What is being asked >> Continue the Christmas mailbag column below, picking up right after its final line.

I guess the lesson as always is I am an alcoholic.
Q: Informer what is your all-time favorite Christmas movie?
With all due respect to Christmas Vacation, Die Hard, ELF, Bad Santa, A Very Brady Christmas, Charlie Brown, Prancer, Santa With Muscles, Tim Allen’s The Santa Claus, Jingle All the Way, One Night in Paris, Lethal Weapon, Ernest Saves Christmas, Scrooged, Miracle on 34th Street, Frosty the Snowman, Rudolph the Red Nosed Reindeer and A Christmas Story; I have to say that my favorite Christmas movie ever is Home Alone.
Q: Informer did you really put One Night in Paris on your favorite Christmas movie list? Isn’t that the X-rated porno starring Paris Hilton?
Ummmm . . . It was a typo? I mean, I was just checking to see who was still reading. Yea that works better. I was just checking to see if anyone was still reading. I was in no way saying that the Paris Hilton *** tape is one of my favorite Holiday movies.

Q: Hey Informer, do you remember the best Christmas you ever had?
You bet I do. In fact here are my Top 3 Christmas’ in order.
  1. Xmas 1994 – Santa gave me roller blades, a Super Nintendo and the Super Nintendo version of Tecmo Super Bowl football.
  2. Xmas 1997 – Also known as the year Santa gave me my first Randy Moss #84 Vikings jersey; which I still have and wear by the way.
  3. Xmas 1990 – Santa hooked me up with a Joe Montana jersey, football pants and a 49ers plastic helmet. This was also the year that my pops started a lifelong Christmas tradition by giving me my first box of 1990 Pro Set football cards (FYI - - Sunday will mark the 27th straight year my Pops has given me football cards for Christmas).
Q: Dear Mr. Informer, did you know that every NFL game that has scored over 33 points in the first half has then went on to stay under the projected second half line this season? You have to check it out and spread the word to your degenerate readers.
I obviously have no way on Earth to fact check to see if this is an accurate stat or not, but there have now been two people who have brought this phenomena to my attention, so I am going to go ahead and say it has to be true and therefore I must pass the info along to my fellow reader (yes singular).
Q: Informer I am told you are currently sitting fifth place in your NFL Super Picks contest, which begs the question: How in the blue hell are you the best NFL picks guy on the internet but you can’t even win your own Super Picks contest?

Data rows >>
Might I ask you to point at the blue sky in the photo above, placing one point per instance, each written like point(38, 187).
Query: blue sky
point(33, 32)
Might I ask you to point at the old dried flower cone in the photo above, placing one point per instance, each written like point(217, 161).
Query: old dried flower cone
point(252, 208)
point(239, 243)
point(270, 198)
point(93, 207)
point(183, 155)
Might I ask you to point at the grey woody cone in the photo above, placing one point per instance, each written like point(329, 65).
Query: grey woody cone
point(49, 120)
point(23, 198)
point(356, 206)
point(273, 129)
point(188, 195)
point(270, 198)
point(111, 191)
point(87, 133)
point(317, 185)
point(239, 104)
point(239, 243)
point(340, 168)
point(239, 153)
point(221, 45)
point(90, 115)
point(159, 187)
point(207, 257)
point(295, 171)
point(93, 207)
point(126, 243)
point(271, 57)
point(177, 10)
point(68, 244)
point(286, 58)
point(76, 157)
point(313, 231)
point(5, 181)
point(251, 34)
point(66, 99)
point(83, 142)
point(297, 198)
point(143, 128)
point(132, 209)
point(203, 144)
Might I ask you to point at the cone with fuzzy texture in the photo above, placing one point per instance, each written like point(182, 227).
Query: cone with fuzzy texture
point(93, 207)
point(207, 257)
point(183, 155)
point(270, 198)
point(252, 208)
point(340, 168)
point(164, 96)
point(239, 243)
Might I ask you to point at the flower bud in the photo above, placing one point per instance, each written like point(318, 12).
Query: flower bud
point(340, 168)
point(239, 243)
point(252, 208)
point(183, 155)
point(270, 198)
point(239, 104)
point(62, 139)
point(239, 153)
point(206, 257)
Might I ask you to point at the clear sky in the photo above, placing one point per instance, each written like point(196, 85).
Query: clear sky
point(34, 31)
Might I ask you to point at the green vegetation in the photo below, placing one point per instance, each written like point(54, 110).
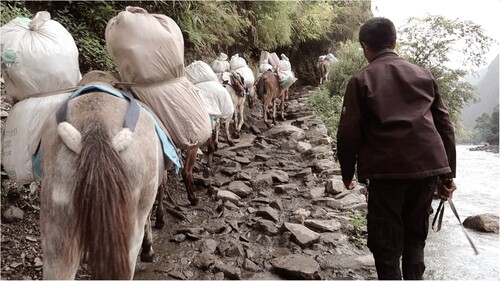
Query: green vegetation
point(358, 228)
point(327, 102)
point(303, 30)
point(432, 41)
point(487, 127)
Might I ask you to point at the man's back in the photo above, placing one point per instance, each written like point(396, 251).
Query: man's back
point(398, 138)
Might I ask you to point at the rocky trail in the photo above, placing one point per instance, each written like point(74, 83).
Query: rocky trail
point(273, 208)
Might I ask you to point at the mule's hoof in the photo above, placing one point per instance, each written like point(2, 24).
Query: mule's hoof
point(147, 256)
point(206, 173)
point(159, 224)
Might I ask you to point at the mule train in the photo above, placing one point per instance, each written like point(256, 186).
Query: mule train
point(103, 176)
point(105, 153)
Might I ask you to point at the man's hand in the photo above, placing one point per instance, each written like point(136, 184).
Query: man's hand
point(446, 187)
point(349, 184)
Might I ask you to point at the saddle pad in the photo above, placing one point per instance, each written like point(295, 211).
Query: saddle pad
point(168, 148)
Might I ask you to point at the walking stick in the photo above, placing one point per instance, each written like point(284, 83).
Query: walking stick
point(440, 211)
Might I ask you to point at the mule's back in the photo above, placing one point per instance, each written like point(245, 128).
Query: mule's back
point(96, 194)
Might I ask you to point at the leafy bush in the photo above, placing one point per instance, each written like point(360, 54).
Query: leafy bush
point(12, 10)
point(327, 108)
point(357, 225)
point(351, 60)
point(327, 101)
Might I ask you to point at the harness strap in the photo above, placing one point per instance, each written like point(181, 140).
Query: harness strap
point(131, 116)
point(440, 211)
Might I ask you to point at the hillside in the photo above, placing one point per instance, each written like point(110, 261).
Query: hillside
point(487, 94)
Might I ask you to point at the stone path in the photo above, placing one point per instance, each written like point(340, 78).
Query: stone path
point(273, 208)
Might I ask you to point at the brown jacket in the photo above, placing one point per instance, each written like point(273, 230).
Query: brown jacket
point(394, 123)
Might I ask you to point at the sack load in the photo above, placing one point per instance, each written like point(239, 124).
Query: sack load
point(22, 134)
point(216, 97)
point(274, 60)
point(39, 56)
point(239, 65)
point(149, 52)
point(220, 64)
point(199, 71)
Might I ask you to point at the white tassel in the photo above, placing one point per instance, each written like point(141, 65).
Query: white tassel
point(70, 136)
point(122, 139)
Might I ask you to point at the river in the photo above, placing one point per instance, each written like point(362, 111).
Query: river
point(449, 255)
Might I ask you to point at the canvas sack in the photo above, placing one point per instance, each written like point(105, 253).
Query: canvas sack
point(149, 52)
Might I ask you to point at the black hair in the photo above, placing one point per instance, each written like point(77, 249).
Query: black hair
point(378, 33)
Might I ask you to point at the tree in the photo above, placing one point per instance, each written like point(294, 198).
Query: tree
point(432, 42)
point(487, 127)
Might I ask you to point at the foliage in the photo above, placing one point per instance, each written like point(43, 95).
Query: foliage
point(301, 29)
point(12, 10)
point(431, 42)
point(358, 228)
point(210, 25)
point(327, 102)
point(351, 60)
point(327, 108)
point(487, 127)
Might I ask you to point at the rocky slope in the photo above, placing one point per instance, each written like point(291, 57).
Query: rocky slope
point(274, 207)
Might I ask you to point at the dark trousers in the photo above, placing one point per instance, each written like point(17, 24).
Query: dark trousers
point(398, 224)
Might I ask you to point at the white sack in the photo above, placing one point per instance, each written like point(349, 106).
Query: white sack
point(208, 99)
point(220, 64)
point(149, 51)
point(219, 95)
point(40, 56)
point(247, 75)
point(199, 71)
point(285, 65)
point(22, 134)
point(274, 60)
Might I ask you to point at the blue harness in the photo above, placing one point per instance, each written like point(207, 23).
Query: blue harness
point(131, 118)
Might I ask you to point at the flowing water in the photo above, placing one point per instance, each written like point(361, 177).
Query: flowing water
point(449, 255)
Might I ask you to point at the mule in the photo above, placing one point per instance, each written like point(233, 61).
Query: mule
point(323, 70)
point(268, 90)
point(236, 88)
point(99, 184)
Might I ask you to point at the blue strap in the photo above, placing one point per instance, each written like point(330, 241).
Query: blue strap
point(168, 148)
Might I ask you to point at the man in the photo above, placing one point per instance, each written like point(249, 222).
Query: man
point(395, 127)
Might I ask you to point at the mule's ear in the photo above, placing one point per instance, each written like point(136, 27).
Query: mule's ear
point(70, 136)
point(122, 139)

Answer >>
To answer the first question; the reason I am in fifth is because the first three weeks of the season I decided to spot the competition a lead in order to make it more interesting. So basically I decided I would start 2-13 just to see if I can come back to win because I like to challenge myself to be better than the rest.
(The Informer note – Other than the 2-13 record nothing about the above paragraph was true. I didn’t start 2-13 on purpose. I did it because I was really bad at picking games the first three weeks of the season. And now I have to go 10-0 in order to finish in the Top 2. So I guess to really answer the first question, I would have to say it is all Obama’s fault.)
Q: Informer can you please wrap this up with your Week 16 NFL Picks so we can all go pretend to spend the holidays with our families?
That sounds good to me. Here are the picks.
I don't even need to share my proof of picks tweet, because I took the Giants like a fat stupid idiot.
Pick: Giants (-2.5)
The Redskins have to win out in order to have a chance at the postseason. The Bears have zero chance at the postseason and are simply playing for pride and a Matt Barkley contract extension. Seems like a no brainer to me.
Pick: Skins (-3)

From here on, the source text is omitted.